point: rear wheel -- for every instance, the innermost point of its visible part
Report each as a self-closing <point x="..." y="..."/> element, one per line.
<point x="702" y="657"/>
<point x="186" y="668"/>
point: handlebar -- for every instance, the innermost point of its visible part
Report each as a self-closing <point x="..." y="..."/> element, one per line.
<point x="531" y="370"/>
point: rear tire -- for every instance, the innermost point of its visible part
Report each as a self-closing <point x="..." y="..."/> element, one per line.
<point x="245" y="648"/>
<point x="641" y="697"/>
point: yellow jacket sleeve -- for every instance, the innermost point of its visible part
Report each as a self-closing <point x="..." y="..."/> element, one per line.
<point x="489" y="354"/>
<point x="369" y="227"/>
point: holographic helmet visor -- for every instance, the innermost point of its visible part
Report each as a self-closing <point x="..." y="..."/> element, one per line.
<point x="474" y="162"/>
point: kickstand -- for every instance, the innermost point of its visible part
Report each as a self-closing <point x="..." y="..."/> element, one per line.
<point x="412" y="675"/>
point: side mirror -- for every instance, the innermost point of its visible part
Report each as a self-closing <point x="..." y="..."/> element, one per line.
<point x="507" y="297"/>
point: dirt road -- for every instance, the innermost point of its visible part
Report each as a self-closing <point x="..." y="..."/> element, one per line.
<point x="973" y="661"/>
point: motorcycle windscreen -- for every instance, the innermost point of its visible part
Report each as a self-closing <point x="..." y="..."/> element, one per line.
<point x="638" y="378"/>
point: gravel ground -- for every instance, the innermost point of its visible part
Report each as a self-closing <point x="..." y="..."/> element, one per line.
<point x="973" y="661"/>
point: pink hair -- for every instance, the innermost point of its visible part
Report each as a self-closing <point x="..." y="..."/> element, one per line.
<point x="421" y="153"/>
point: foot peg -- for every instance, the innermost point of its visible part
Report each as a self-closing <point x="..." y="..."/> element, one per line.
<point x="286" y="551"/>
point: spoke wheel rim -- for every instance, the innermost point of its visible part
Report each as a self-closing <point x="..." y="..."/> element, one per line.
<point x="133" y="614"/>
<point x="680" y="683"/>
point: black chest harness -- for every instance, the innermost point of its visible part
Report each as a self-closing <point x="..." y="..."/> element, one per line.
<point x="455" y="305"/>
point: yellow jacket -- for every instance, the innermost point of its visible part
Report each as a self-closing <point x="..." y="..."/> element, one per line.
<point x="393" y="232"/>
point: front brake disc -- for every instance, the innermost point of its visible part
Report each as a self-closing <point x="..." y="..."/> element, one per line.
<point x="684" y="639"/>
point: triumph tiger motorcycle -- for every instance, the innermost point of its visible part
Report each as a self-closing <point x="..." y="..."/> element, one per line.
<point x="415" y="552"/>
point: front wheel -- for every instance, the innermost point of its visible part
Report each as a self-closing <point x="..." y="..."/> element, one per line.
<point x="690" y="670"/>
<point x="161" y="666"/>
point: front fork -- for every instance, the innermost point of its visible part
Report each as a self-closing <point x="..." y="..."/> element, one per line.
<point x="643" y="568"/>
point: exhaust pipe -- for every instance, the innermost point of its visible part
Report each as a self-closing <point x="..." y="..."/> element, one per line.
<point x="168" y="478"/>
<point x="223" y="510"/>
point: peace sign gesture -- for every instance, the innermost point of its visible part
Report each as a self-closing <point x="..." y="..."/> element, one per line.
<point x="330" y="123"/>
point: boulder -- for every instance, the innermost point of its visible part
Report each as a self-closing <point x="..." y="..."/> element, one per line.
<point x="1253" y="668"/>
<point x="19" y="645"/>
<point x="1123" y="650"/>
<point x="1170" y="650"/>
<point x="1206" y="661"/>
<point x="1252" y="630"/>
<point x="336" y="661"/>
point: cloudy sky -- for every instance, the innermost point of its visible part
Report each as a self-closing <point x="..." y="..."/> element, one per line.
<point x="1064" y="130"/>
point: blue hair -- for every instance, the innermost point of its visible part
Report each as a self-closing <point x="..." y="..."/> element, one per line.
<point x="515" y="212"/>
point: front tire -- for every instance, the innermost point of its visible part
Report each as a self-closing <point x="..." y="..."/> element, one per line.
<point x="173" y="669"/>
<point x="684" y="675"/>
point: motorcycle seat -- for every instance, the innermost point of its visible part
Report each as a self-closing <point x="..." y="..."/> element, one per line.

+++++

# THE TASK:
Please return each line of the listing above that contains "wheel".

# SOLUTION FOR THIS TASK:
point: rear wheel -- for every instance, the innermost point of its visible part
point: spoke wheel rim -- for every instance, the innermost point of its visible part
point: front wheel -- for every instance, the innermost point of its visible part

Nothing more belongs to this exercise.